What the task requires »
The required answer is every line of the data containing the word "rear".

= = = = =

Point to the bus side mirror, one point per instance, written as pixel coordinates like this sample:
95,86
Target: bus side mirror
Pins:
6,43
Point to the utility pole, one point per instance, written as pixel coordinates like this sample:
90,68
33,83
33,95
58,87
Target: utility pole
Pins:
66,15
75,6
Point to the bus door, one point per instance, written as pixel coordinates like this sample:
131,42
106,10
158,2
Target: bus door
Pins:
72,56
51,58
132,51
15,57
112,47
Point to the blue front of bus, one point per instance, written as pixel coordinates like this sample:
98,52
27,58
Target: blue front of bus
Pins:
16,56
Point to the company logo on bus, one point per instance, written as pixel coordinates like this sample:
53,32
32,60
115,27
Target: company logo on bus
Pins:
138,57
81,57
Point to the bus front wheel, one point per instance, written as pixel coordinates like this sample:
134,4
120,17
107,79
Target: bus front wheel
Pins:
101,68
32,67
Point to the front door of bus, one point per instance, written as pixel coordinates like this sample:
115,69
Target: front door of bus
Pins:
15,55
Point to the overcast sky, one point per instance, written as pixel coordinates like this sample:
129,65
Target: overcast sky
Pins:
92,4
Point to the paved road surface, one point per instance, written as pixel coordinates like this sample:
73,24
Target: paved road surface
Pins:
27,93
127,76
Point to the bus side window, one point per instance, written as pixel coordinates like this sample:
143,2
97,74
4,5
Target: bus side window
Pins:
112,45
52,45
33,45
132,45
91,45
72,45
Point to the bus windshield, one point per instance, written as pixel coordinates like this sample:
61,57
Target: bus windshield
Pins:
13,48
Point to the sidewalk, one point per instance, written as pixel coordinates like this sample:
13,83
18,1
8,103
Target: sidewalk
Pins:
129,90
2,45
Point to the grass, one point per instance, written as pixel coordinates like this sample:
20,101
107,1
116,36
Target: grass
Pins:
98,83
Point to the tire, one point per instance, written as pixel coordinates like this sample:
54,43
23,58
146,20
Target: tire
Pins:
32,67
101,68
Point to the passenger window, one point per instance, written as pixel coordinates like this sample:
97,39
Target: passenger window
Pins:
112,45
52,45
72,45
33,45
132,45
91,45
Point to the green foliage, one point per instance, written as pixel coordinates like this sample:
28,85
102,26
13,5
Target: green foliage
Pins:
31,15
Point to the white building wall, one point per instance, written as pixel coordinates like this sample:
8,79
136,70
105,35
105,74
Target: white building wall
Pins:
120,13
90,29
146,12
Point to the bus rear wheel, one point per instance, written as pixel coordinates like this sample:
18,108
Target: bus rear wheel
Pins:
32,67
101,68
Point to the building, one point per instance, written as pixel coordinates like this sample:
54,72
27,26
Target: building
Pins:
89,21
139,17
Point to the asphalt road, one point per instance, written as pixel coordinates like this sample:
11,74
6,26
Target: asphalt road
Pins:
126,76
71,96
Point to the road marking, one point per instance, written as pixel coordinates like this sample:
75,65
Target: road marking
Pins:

= = = = =

Response to the task »
Point to the bus rear wheel, one point per instance, written as pixel coordinates like this sample:
Target: bus rear wheel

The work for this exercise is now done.